TASK BRIEF
Examine the material below. Gather every line in which the string "frame" appears.

Start of LISTED RECORDS

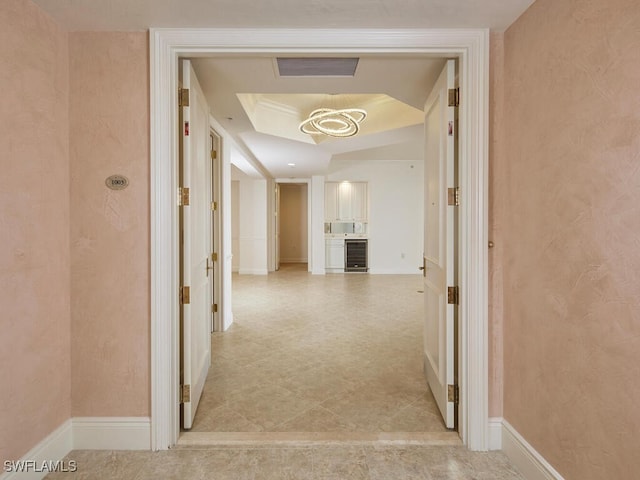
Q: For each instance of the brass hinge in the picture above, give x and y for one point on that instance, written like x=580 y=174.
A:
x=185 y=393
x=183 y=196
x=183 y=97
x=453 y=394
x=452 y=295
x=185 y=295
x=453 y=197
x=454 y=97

End of LISTED RECORDS
Start of LISTED RECORDS

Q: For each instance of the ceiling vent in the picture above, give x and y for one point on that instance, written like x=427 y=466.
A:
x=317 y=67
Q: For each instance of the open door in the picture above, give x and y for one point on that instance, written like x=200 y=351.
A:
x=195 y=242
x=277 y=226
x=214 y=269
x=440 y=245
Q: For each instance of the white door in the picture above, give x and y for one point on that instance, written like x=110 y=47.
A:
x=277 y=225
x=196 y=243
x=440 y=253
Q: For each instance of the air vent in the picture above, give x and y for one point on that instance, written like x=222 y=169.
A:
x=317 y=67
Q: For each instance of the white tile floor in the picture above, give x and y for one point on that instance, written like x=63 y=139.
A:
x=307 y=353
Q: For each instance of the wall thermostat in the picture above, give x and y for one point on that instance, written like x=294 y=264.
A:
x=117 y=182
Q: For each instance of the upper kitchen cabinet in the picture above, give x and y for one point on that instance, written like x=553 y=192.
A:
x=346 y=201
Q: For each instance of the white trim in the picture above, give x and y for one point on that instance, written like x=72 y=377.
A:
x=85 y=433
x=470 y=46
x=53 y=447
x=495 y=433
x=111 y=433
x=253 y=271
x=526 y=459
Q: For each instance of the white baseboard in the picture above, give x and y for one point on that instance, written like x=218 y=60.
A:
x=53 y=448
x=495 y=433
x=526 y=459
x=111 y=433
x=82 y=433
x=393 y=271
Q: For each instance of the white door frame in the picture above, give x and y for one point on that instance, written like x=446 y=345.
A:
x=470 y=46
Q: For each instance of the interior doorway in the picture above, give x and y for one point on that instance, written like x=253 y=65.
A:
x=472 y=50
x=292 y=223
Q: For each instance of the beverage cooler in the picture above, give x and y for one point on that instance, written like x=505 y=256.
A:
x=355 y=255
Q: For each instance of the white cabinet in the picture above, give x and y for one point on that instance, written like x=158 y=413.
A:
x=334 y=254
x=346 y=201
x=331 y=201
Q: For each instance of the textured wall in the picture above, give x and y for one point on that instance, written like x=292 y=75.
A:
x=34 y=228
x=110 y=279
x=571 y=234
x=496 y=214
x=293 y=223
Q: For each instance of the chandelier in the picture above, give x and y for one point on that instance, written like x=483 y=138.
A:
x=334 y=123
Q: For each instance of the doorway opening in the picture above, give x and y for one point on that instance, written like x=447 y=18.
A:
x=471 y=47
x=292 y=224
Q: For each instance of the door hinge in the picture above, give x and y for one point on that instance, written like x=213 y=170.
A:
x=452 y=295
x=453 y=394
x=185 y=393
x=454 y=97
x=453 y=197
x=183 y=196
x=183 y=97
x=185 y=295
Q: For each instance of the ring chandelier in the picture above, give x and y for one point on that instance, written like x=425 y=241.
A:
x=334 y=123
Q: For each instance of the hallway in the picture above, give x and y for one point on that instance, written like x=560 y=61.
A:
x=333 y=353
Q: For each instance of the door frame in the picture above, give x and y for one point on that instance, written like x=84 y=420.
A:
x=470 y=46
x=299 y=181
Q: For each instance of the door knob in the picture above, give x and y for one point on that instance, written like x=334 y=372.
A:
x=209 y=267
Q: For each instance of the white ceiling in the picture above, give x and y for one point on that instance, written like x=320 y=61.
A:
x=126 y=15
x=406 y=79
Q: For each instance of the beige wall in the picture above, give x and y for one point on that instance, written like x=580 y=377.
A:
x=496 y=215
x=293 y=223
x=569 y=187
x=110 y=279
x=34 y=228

End of LISTED RECORDS
Start of LISTED RECORDS

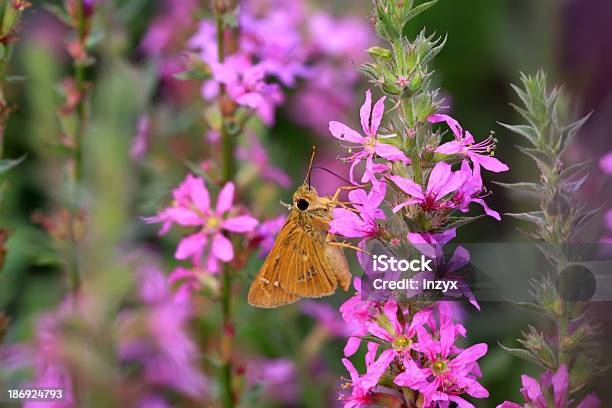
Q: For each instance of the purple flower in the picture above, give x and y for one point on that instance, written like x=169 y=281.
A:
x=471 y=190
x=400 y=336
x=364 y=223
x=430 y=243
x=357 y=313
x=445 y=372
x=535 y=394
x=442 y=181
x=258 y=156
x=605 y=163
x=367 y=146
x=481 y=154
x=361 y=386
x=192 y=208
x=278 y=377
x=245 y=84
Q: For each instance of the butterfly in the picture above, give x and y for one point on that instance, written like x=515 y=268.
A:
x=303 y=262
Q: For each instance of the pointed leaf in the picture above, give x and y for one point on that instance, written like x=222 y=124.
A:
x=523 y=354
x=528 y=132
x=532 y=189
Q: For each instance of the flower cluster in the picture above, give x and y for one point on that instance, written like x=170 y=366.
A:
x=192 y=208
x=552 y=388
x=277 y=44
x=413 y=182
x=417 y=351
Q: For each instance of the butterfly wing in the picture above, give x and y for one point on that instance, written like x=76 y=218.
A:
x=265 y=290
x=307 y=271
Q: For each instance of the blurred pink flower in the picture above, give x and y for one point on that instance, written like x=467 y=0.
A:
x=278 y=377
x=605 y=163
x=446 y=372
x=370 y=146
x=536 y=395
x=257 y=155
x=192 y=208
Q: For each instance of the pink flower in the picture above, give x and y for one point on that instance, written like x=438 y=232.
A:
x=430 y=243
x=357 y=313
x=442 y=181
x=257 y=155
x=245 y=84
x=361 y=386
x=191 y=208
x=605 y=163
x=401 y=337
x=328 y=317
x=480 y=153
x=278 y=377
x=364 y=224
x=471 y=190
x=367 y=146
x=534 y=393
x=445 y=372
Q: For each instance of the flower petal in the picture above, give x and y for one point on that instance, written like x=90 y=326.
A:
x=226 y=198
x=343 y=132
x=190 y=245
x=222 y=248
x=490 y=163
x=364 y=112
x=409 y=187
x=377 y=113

End of LISTED RECORDS

RESPONSE TO THE EXERCISE
Q: For each instance of the white door frame in the picture above, give x and y for one point on that instance, written like x=446 y=345.
Q: For each instance of the door frame in the picture above, give x and y for one point on that instance, written like x=84 y=420.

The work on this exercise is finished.